• **Travail à faire**:
1. Les affirmations (a), (b) et (c) qui suivent sont-elles conformes au récit de la victoire sur les Mexicains ? Répondez par oui ou par non pour chacune, en citant mot pour mot le passage qui tranche.
(a) Les cavaliers laissèrent s'échapper quelques-uns des esclaves envoyés par les Mexicains.
(b) Après cette victoire, les ennemis n'osèrent plus revenir sur la place au moment où les vainqueurs la quittaient.
(c) Cette victoire découragea les alliés.
2. Poursuivez le récit de la victoire sur les Mexicains en reprenant juste après sa dernière phrase.

═════ Texte fourni ═════

Il était presque nuit quand nous nous retirâmes ; les Mexicains envoyèrent une douzaine d’esclaves pour observer nos mouvements, mais ils furent enveloppés par nos cavaliers qui n’en laissèrent pas échapper un seul. Notre victoire inspira une telle crainte à nos ennemis, que jamais plus, par la suite, ils n’osèrent rentrer sur la place quand nous en partions, n’y eût-il même qu’un seul cavalier, pas plus qu’ils n’osèrent suivre nos fantassins de peur qu’à leurs pieds ne surgît une autre embuscade. Cette victoire que Dieu nous donna fut bien une des principales causes de la reddition de la ville, car elle jeta le découragement parmi ses défenseurs, tandis qu’elle inspirait une nouvelle ardeur à nos alliés.

═════ Extraits des données ═════

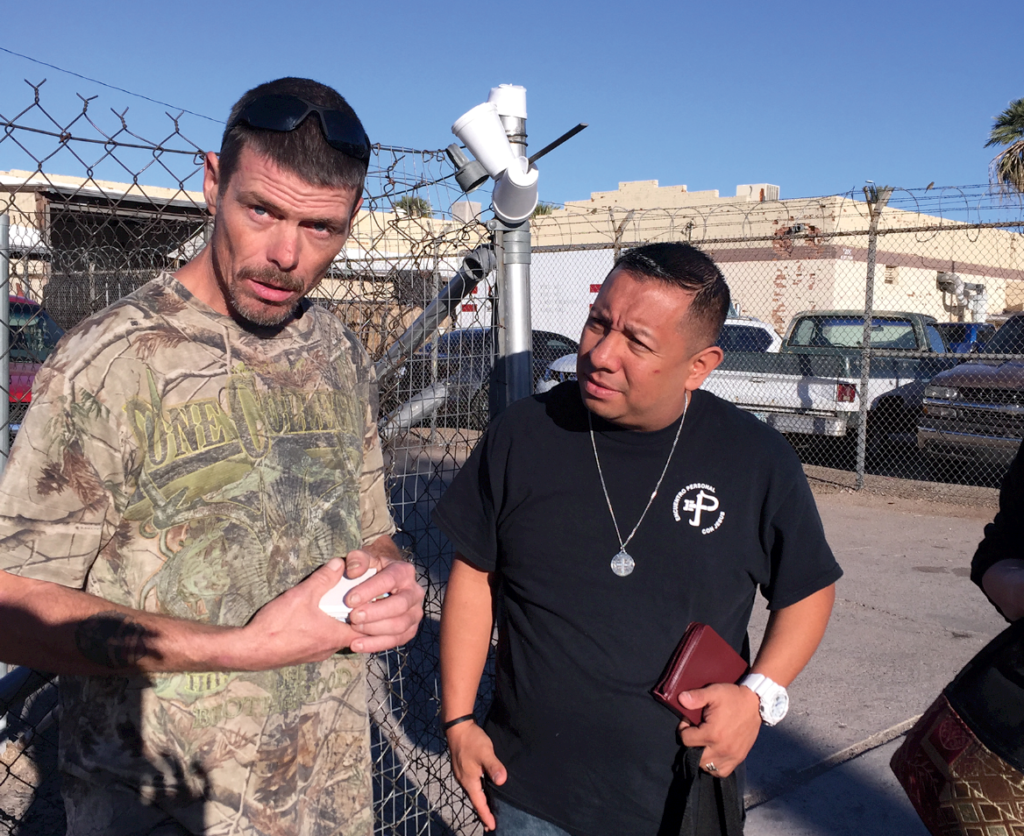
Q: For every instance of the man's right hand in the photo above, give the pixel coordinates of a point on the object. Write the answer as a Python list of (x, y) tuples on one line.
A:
[(473, 760), (1004, 583), (292, 629)]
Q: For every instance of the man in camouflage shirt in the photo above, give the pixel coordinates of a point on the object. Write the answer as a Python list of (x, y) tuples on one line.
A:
[(199, 466)]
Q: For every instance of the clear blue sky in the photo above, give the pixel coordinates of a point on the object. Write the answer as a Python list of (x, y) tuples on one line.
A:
[(814, 97)]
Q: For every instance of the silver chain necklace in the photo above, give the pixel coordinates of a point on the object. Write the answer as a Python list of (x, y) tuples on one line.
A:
[(623, 563)]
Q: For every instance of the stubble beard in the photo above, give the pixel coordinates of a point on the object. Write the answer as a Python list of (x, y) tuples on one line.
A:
[(259, 311)]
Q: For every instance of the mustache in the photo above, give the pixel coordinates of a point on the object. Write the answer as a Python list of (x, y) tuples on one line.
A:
[(274, 278)]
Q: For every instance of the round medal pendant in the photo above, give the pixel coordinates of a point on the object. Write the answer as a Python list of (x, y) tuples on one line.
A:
[(623, 565)]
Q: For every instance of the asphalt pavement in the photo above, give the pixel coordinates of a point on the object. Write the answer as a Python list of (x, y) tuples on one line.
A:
[(906, 620)]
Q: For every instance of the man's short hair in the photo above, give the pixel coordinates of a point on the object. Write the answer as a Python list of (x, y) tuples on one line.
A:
[(303, 151), (686, 267)]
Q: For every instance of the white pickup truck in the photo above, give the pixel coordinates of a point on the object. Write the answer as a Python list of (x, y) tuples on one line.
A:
[(812, 385)]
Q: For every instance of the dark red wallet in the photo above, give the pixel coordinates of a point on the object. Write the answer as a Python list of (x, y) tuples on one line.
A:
[(701, 659)]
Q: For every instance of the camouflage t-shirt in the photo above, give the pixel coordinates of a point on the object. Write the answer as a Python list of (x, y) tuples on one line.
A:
[(173, 462)]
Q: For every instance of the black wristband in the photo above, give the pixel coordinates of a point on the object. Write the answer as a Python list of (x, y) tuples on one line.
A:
[(457, 720)]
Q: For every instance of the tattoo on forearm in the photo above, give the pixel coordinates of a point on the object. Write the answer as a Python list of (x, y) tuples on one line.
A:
[(112, 639)]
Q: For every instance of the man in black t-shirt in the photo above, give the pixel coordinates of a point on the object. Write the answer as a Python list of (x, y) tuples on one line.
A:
[(598, 520), (998, 563)]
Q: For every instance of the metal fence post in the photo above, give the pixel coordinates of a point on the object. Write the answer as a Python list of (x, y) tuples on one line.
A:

═════

• **Réponses par consigne**:
1.
(a) Non : « ils furent enveloppés par nos cavaliers qui n’en laissèrent pas échapper un seul ».
(b) Oui : « jamais plus, par la suite, ils n’osèrent rentrer sur la place quand nous en partions ».
(c) Non : « elle jeta le découragement parmi ses défenseurs, tandis qu’elle inspirait une nouvelle ardeur à nos alliés ».

2.
Aussi, nous rentrâmes dans nos quartiers décidés à pousser la guerre à outrance et à ne pas manquer au seul jour d’envahir la ville jusqu’à sa complète destruction. Ce jour-là, il n’y eut de nouveau chez nous qu’un accident arrivé à notre cavalerie dont deux chevaux se rencontrèrent ; l’un tomba, c’était une jument, elle s’en fut droit chez les Mexicains qui la couvrirent de flèches ; devant ce mauvais traitement elle revint à nous, mais mourut dans la nuit. Nous éprouvâmes une vraie douleur, car chevaux et juments représentaient pour nous la victoire et la vie ; néanmoins, notre peine fut moins grande que si la bête était morte entre les mains de l’ennemi. Les brigantins et les canoas de nos alliés causèrent à la ville de grands dommages ce jour-là, sans en recevoir eux-mêmes aucun mal.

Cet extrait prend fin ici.